Assignment
Report each line of the entries that includes "below" by copying it.

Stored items
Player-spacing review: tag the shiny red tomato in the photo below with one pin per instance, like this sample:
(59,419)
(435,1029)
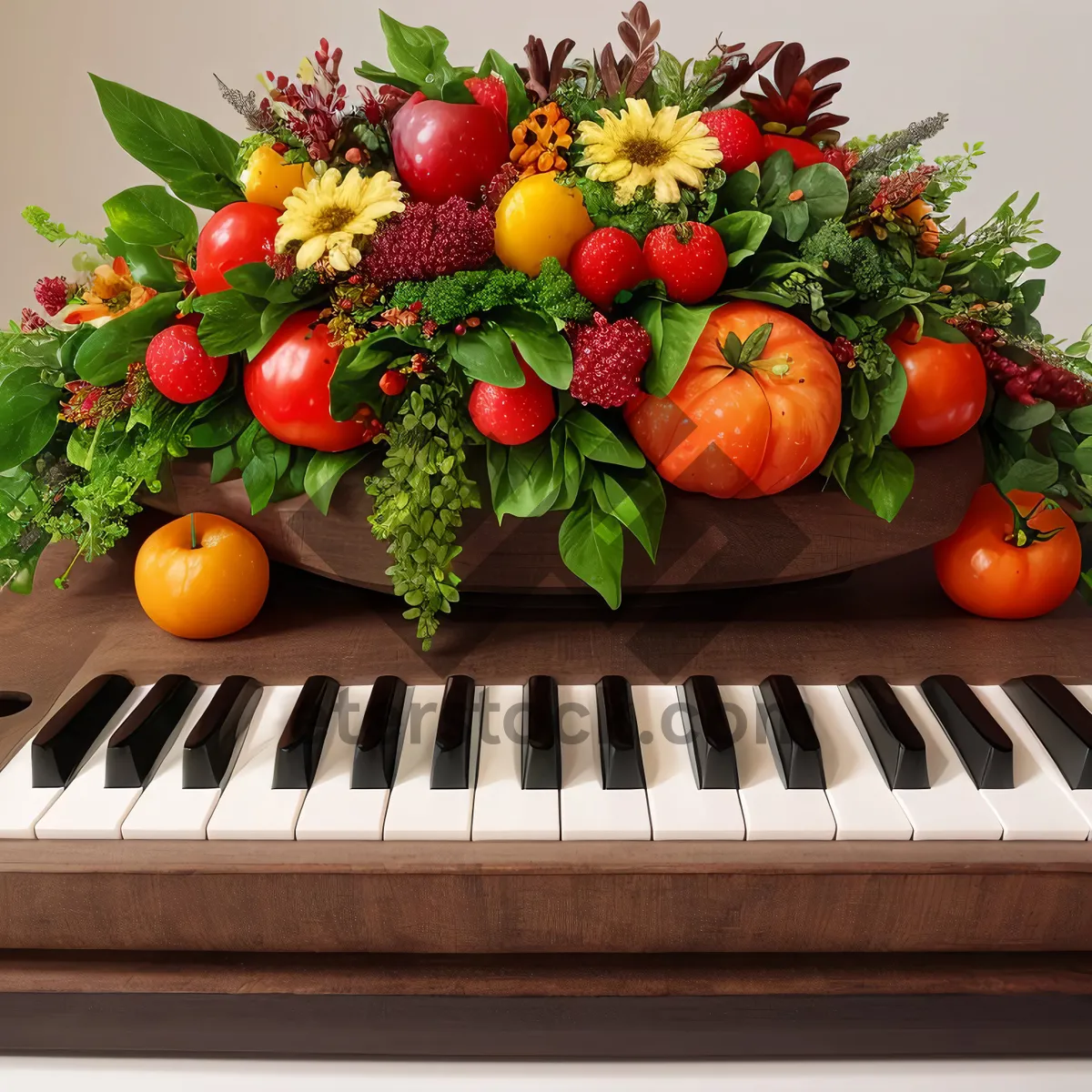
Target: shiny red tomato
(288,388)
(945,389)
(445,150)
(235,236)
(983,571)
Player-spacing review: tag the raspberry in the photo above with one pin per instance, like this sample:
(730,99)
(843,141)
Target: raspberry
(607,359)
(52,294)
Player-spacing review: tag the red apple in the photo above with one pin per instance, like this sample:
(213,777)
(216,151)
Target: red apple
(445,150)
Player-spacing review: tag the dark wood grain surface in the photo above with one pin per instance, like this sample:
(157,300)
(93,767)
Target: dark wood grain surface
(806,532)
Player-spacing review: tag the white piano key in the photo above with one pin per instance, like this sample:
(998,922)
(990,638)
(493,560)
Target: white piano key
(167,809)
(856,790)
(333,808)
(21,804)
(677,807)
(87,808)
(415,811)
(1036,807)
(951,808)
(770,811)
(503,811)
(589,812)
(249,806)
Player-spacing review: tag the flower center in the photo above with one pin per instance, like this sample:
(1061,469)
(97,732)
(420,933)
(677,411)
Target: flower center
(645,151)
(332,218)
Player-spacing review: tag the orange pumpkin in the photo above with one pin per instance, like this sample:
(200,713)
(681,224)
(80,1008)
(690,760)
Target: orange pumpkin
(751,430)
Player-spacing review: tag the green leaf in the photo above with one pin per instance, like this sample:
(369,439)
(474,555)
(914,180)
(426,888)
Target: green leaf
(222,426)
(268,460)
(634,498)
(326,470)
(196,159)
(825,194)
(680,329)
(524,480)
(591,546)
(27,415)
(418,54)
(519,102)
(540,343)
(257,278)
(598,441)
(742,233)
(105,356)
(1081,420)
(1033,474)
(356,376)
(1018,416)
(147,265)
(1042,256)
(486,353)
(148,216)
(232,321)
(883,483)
---
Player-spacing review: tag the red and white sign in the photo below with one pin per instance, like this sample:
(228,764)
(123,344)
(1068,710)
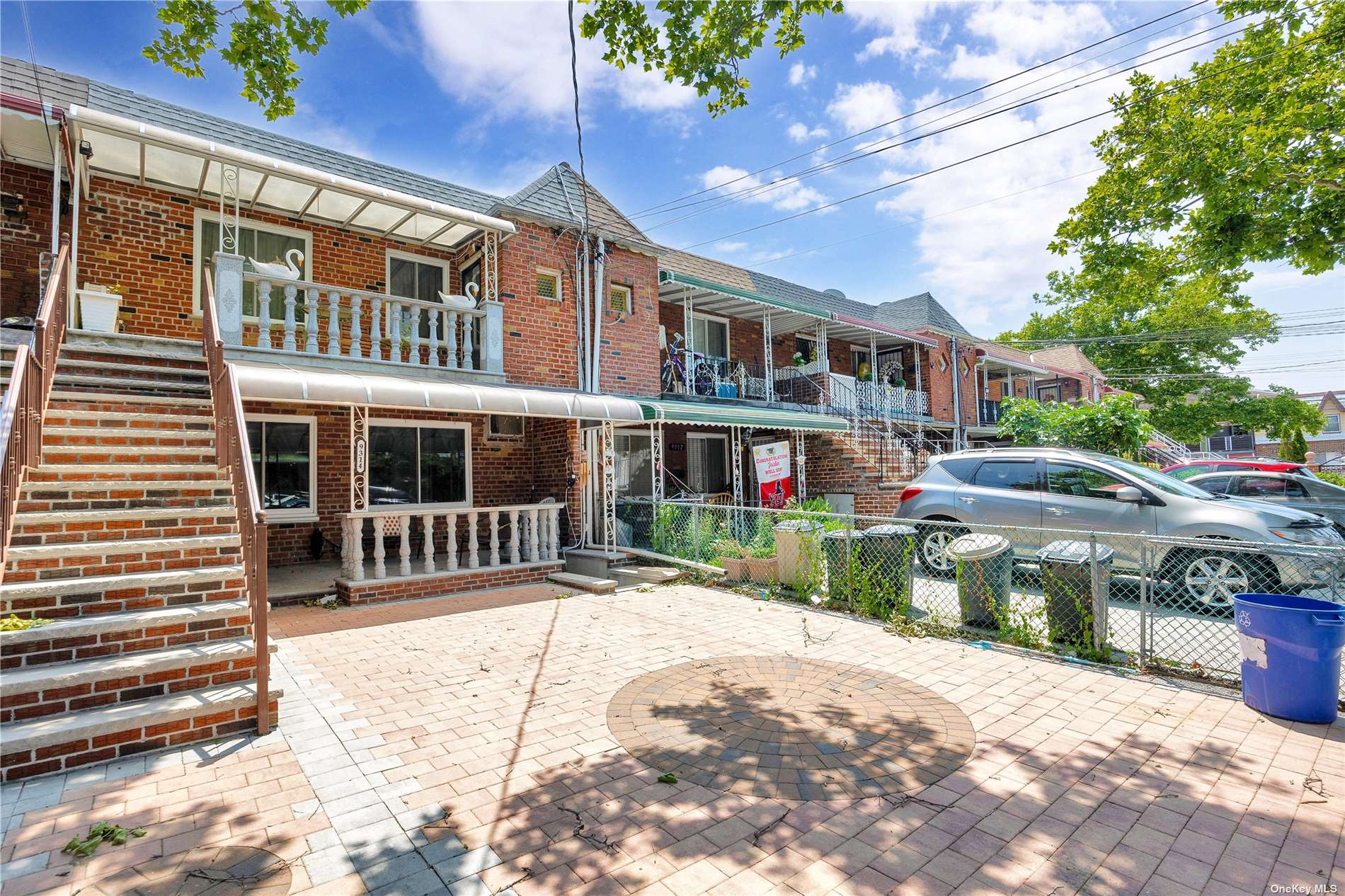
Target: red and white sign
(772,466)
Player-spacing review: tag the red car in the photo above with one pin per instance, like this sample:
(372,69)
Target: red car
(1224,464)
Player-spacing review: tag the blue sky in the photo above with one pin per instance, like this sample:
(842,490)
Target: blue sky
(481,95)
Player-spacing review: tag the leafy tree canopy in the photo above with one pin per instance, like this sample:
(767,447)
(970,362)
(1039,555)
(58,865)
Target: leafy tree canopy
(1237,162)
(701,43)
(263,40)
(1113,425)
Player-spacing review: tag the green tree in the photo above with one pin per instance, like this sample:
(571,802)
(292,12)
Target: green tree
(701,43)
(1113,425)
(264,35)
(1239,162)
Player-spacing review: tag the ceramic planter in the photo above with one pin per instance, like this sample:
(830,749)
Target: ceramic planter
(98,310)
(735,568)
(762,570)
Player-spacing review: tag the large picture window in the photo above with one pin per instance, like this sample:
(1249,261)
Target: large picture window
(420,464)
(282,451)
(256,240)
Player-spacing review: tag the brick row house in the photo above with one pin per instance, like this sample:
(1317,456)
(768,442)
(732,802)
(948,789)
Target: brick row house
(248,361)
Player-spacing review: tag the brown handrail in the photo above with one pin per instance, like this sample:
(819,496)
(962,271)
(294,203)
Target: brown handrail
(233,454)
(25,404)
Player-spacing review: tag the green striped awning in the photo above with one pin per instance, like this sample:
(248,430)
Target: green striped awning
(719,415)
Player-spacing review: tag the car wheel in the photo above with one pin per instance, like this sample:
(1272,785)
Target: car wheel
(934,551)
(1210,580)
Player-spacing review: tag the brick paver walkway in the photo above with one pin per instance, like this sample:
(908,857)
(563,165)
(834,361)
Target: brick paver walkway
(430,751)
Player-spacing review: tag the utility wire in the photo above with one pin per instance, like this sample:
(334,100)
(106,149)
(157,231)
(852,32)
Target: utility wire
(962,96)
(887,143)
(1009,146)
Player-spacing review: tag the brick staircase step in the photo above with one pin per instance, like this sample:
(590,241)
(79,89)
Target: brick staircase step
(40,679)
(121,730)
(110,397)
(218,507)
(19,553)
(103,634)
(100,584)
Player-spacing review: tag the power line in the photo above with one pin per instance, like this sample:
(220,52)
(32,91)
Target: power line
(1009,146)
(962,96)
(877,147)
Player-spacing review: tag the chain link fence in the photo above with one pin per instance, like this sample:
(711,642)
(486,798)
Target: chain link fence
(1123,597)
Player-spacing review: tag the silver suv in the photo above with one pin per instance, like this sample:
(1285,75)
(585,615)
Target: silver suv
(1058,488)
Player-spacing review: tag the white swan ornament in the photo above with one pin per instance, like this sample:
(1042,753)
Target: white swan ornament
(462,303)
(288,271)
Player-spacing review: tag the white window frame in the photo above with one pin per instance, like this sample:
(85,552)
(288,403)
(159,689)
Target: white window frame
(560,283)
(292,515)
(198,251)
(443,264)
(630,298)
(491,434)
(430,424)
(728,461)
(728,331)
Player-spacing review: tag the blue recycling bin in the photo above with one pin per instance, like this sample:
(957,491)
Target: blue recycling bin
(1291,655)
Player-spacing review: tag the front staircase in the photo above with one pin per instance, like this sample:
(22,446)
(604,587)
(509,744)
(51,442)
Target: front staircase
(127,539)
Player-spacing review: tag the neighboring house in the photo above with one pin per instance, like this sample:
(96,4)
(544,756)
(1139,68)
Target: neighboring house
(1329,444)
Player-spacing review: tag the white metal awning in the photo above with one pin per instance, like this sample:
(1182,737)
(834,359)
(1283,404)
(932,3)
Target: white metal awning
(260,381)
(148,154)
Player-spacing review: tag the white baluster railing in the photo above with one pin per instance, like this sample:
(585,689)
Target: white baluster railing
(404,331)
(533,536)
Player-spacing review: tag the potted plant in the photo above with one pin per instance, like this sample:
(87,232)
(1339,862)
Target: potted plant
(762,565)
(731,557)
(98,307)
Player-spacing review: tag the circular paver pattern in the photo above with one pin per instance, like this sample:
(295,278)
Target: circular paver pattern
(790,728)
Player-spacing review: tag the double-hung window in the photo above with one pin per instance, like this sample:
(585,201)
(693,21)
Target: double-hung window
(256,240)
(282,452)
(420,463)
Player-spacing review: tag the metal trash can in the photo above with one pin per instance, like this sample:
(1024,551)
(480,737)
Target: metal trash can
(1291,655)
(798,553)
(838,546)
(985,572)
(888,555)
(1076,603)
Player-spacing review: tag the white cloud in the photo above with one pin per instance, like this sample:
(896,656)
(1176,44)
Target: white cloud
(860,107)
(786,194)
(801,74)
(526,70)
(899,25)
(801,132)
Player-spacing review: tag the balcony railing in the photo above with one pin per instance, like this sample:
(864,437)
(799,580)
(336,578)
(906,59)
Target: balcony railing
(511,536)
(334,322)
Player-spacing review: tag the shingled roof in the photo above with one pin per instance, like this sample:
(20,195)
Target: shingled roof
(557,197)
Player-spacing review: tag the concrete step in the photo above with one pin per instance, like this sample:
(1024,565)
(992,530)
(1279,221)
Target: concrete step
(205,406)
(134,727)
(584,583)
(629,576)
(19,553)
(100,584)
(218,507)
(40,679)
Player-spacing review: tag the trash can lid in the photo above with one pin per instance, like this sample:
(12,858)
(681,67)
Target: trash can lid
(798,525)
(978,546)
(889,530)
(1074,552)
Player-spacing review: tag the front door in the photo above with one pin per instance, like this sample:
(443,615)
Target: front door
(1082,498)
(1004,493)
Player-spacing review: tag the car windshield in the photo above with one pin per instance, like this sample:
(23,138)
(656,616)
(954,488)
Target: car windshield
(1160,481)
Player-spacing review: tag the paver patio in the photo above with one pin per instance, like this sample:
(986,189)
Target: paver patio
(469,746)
...
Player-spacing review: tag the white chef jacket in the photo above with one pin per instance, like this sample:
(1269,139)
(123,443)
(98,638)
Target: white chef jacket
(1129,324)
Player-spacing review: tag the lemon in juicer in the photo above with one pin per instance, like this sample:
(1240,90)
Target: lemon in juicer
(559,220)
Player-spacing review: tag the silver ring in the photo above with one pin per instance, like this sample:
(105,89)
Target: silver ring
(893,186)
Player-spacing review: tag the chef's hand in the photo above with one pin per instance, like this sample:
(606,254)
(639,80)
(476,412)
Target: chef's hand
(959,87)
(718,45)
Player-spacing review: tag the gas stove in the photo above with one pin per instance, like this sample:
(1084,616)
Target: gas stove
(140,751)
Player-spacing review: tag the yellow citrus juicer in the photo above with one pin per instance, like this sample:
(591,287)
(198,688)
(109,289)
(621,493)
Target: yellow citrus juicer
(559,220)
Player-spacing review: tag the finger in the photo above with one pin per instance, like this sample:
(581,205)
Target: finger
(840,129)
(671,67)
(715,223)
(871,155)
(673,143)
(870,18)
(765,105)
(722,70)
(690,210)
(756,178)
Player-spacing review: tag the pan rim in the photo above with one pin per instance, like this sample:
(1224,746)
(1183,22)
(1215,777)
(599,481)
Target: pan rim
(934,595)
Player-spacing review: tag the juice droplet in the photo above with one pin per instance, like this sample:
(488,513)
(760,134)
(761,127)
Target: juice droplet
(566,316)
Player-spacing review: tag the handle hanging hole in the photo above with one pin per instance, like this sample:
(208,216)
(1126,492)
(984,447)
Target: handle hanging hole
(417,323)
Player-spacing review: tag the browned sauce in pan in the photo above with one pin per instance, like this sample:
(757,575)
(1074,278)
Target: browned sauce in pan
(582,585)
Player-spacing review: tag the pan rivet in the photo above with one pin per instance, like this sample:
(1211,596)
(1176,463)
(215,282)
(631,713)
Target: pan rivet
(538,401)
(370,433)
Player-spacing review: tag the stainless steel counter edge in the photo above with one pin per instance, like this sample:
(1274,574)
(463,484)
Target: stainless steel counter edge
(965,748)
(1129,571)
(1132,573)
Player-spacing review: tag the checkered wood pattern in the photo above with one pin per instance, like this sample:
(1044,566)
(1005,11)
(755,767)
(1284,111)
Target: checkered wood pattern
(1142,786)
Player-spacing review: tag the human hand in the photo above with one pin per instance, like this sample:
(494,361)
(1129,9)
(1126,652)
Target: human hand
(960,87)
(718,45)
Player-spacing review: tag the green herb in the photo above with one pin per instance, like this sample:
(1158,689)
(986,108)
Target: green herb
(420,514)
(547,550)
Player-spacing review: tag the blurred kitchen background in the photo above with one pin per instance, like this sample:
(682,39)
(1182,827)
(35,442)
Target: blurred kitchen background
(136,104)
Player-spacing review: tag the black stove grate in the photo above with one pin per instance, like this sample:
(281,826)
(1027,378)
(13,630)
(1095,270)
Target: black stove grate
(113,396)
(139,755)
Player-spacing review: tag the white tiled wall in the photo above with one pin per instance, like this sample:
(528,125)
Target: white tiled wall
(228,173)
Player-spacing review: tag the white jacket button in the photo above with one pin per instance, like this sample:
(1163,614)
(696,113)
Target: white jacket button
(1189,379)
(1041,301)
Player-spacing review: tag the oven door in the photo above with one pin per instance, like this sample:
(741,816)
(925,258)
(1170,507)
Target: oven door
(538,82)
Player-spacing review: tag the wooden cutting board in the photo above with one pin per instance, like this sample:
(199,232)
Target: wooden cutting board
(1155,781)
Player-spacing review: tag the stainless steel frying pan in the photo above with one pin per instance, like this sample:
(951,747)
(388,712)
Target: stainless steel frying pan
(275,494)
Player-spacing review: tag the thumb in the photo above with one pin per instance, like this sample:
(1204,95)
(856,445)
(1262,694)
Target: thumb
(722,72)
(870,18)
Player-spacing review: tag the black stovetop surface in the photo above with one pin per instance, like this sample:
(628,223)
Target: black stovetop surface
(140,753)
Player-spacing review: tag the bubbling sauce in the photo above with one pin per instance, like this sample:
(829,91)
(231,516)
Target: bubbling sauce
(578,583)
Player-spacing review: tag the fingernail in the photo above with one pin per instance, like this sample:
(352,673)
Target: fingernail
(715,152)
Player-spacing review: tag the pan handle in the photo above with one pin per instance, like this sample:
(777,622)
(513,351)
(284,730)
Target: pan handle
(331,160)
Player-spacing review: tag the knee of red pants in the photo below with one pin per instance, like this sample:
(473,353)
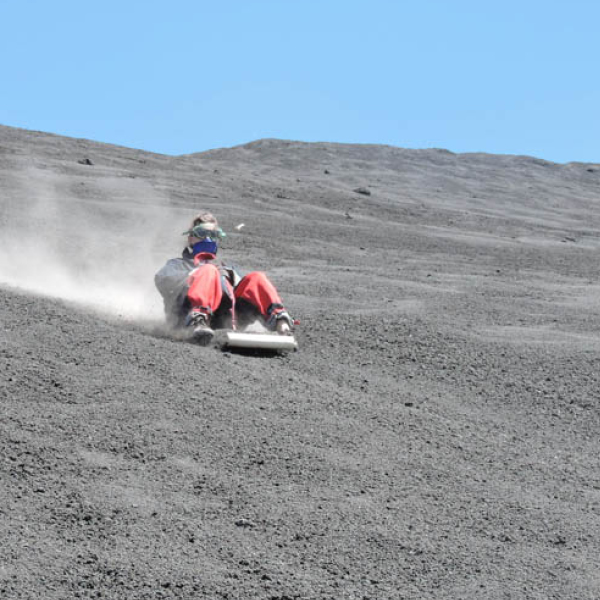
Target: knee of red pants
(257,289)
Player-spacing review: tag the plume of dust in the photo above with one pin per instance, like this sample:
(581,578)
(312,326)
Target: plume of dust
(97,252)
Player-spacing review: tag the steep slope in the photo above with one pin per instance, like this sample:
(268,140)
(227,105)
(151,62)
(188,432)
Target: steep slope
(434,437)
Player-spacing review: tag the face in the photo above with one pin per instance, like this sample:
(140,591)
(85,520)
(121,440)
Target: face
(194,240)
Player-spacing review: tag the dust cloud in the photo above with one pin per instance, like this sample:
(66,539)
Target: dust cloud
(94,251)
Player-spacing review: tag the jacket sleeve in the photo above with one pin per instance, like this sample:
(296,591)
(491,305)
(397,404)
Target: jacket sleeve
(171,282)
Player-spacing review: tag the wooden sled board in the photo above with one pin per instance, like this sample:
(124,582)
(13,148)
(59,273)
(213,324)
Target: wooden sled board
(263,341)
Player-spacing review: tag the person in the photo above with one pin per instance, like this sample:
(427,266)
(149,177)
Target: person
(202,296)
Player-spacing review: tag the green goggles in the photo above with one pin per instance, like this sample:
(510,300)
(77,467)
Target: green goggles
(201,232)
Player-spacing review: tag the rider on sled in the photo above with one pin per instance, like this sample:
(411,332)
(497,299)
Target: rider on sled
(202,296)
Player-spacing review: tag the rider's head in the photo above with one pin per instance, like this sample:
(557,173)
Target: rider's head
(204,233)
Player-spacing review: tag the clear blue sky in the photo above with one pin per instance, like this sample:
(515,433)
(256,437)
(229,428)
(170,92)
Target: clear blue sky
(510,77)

Problem solution
Player-spacing review: tag the shiny red tomato in the photo below with one pin per instance, like this sample:
Player-spacing review: tag the red and white sign in the photo below with one pin per instance, like this sample:
Player-spacing review: tag the knee of red pants in the photo below with one pin per instance, like this sample:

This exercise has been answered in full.